#### SELECTED TEXT ####
Czech weekly magazine

Mladý svět ("young world") is a popular weekly magazine published in Czechoslovakia from 1959 until 1989, and later in the Czech Republic until 2005, when it was merged into the magazine Instinkt. It contained photographs, editorials, comics, and other works. Mladý svět was revived in 2021 and continues to be published as of .

==History==
===Communist era: 1959–1989===
Mladý svět was first published in 1959 by the Czechoslovak Youth Union in its purpose-built publishing house, Mladá fronta. In 1970, it was taken over by the Socialist Youth Union.

In 1972, the magazine published the comics Lips Tullian.

===Post-Velvet Revolution: 1990–2005===
In 1990, Mladý svět was separated from the publishing house Mladá fronta, and it was registered as a joint-stock company, with Luboš Beniak, Jaroslav Dvořák, Michal Horáček, Jiří Janoušek, Rudolf Křesťan, Vladimír Lederer, and Vladimír Nagaj among its board of directors. Readership had declined following the 1989 Velvet Revolution, however, and the magazine teetered on the verge of extinction. In May 2005, after 46 years of publication, Mladý svět was merged into the magazine Instinkt, which ceased publication in 2019.

===Revival: 2021–present===
In November 2020, the Mladý svět name was purchased by the media company A11 from its previous owner, Empresa Media, and on 18 February 2021, it began to be published again as a weekly magazine.
#### EXTRACTED RECORDS ####
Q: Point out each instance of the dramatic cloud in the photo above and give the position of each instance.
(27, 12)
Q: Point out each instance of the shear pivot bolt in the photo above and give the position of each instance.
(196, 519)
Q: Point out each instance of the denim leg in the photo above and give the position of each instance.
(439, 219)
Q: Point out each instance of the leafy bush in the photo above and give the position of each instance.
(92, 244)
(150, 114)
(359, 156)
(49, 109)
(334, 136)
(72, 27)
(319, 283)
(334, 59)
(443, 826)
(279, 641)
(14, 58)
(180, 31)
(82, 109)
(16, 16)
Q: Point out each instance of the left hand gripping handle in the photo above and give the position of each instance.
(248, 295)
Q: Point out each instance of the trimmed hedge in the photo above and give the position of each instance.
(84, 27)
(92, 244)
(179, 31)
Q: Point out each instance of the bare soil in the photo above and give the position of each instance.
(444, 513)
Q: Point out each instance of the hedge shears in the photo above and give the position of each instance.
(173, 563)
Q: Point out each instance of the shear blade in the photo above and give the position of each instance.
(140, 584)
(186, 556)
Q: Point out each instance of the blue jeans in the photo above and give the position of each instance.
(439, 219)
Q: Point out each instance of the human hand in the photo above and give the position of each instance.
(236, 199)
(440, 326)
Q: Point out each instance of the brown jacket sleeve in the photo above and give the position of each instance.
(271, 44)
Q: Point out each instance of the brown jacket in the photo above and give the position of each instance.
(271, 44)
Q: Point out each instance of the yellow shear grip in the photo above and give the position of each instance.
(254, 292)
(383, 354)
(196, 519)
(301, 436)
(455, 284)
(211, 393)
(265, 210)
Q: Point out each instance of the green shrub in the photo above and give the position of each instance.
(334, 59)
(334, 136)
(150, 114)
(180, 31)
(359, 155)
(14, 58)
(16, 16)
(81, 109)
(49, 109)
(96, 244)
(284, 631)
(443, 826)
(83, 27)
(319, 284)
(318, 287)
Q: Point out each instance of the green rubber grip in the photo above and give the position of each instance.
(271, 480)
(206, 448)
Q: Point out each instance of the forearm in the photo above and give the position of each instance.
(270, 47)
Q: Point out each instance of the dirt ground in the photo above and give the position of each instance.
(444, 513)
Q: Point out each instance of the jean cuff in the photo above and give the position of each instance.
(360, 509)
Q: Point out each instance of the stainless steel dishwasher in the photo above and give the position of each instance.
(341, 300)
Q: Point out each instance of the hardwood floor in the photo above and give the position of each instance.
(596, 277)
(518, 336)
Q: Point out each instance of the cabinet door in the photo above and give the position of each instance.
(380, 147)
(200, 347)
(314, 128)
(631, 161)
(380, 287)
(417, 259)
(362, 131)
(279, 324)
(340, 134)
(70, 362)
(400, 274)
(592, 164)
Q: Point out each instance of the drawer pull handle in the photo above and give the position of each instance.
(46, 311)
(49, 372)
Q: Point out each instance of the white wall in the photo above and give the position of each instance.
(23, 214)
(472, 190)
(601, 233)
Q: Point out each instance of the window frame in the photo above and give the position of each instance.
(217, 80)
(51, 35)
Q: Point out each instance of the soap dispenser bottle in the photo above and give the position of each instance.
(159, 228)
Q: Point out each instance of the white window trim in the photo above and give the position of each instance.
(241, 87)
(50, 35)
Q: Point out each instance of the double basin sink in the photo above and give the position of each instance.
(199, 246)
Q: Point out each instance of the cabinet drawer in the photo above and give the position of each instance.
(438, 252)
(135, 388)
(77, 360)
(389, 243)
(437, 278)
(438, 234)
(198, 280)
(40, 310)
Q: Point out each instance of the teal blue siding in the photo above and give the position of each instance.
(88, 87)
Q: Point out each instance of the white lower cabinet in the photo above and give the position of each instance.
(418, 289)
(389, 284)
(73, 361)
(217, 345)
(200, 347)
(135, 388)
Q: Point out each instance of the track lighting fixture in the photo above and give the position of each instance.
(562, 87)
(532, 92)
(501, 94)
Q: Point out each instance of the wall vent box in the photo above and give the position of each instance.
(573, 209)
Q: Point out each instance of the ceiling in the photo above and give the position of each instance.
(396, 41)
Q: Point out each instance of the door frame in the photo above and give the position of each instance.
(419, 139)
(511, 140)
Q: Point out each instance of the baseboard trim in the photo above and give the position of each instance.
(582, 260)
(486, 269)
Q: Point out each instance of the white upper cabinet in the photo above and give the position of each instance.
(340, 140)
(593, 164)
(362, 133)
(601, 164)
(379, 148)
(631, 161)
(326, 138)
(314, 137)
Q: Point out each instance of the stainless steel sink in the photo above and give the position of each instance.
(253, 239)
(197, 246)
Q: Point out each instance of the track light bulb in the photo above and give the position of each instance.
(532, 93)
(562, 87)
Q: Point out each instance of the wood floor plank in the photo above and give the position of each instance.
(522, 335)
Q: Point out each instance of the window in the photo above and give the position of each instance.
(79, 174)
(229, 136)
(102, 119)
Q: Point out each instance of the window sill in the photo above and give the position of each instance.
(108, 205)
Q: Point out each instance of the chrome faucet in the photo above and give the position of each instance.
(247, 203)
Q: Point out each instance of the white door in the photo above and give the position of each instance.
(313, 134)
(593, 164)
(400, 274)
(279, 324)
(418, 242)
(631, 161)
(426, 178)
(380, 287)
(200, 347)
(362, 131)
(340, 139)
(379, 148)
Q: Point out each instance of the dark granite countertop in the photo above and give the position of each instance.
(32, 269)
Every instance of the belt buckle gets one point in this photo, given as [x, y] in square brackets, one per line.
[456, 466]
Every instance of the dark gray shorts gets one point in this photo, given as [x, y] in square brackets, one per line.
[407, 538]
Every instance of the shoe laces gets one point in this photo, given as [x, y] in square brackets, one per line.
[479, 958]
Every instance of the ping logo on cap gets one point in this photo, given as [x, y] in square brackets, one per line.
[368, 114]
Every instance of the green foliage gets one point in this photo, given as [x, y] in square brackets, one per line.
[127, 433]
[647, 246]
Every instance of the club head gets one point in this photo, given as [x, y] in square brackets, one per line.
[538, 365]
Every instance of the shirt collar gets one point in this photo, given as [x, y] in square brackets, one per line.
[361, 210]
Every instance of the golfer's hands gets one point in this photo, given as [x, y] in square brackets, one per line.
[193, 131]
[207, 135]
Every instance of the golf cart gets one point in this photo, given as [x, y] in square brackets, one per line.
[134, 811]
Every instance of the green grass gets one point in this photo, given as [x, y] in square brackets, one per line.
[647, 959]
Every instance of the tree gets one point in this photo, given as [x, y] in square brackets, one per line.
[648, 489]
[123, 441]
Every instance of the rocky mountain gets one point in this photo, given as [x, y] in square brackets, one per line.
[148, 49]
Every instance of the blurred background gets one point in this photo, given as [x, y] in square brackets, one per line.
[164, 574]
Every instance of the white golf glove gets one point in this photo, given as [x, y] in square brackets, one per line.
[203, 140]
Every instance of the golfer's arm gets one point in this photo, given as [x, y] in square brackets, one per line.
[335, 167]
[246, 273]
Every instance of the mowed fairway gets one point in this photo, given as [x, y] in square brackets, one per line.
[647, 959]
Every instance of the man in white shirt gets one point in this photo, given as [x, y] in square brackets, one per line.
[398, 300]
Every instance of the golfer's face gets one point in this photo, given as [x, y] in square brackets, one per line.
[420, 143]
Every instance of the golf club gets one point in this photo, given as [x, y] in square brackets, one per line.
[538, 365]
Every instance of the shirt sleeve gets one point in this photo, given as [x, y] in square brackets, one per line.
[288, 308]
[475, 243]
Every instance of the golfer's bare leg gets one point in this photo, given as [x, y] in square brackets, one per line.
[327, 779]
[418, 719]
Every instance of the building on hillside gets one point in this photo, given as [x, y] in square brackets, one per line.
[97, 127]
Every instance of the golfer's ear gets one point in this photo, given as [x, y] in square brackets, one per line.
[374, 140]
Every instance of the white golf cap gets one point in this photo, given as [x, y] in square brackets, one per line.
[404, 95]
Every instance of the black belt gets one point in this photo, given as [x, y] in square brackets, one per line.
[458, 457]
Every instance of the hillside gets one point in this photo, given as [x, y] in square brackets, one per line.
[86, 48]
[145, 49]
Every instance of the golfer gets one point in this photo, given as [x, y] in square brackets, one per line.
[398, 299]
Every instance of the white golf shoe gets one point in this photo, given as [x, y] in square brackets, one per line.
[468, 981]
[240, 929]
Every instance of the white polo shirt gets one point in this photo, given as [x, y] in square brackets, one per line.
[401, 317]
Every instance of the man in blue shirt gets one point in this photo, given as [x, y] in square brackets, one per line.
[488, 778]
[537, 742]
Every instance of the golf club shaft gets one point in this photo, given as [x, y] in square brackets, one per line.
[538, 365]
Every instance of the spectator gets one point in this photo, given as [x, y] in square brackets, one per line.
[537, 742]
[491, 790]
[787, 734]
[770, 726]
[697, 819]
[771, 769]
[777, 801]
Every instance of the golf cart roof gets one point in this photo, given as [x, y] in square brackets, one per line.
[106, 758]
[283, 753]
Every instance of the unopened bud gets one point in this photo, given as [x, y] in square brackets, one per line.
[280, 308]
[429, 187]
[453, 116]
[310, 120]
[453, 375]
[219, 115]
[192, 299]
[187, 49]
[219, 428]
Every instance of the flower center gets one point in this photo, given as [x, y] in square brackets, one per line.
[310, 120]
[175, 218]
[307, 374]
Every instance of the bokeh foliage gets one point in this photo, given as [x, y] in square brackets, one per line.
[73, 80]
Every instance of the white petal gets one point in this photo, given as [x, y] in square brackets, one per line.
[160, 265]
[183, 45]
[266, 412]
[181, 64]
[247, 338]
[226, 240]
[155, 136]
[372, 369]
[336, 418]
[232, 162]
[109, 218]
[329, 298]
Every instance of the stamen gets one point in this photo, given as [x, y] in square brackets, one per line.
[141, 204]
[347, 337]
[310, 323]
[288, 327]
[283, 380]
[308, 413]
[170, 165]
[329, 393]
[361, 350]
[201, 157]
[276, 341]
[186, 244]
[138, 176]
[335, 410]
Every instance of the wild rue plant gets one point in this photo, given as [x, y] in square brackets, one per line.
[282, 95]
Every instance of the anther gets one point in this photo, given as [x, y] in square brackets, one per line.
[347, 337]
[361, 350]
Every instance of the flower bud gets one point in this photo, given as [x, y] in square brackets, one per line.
####
* **YOUR TASK**:
According to the text about Mladý svět, why did the magazine teeter on the verge of extinction in the years after it was separated from Mladá fronta? Answer in one to three sentences.

* **OUTPUT OF THE TASK**:
The magazine teetered on the verge of extinction because its readership had declined following the 1989 Velvet Revolution.